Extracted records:
-- BEGIN --
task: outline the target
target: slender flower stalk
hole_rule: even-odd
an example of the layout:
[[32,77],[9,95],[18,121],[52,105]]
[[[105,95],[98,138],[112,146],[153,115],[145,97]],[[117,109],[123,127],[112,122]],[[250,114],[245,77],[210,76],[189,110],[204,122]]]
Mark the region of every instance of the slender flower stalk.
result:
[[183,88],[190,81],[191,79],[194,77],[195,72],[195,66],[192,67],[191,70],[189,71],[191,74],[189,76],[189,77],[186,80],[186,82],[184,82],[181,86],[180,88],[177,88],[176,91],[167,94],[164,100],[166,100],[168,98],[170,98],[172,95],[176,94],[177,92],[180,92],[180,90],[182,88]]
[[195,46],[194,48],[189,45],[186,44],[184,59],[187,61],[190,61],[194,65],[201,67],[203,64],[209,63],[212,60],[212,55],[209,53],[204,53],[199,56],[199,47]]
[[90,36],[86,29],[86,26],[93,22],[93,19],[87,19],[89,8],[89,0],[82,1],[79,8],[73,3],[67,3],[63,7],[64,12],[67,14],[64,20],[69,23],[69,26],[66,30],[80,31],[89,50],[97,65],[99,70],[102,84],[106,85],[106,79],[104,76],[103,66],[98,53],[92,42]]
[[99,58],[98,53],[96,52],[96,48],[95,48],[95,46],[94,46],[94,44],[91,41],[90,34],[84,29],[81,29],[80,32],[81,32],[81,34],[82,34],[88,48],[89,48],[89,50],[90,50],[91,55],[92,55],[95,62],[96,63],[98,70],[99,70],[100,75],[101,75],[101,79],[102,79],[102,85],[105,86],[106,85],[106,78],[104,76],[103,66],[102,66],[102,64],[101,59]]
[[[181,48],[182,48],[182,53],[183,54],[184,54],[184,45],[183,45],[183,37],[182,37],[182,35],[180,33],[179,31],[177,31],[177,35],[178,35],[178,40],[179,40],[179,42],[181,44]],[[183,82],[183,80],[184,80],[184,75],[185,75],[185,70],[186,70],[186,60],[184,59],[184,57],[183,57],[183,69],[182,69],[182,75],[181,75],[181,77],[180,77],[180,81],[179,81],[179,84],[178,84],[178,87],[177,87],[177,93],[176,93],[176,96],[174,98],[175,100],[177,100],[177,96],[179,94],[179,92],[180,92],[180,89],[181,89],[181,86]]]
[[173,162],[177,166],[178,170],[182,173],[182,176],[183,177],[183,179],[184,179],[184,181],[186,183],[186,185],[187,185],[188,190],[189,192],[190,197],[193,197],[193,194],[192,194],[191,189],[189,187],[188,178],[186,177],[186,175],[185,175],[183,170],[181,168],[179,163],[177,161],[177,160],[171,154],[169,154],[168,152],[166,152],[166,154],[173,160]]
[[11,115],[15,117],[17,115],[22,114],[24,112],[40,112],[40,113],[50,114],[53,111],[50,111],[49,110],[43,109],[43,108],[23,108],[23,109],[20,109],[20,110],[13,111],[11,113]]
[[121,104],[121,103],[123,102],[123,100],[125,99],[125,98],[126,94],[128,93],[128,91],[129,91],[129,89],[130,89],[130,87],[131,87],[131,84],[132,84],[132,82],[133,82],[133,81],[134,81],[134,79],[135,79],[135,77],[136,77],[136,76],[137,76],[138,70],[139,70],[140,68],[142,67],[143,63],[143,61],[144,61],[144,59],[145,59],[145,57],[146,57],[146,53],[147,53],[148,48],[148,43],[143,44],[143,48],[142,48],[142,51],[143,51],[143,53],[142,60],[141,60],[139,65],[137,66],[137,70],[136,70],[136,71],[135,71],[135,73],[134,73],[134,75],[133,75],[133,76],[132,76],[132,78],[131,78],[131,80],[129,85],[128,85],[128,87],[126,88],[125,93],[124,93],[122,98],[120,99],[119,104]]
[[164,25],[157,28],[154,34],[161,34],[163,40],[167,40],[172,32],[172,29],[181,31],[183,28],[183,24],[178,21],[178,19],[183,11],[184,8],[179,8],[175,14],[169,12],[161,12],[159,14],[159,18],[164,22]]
-- END --
__Task directions__. How many lines of the listing above contain the word "target"? Reply with the number only.

__Task answer__. 2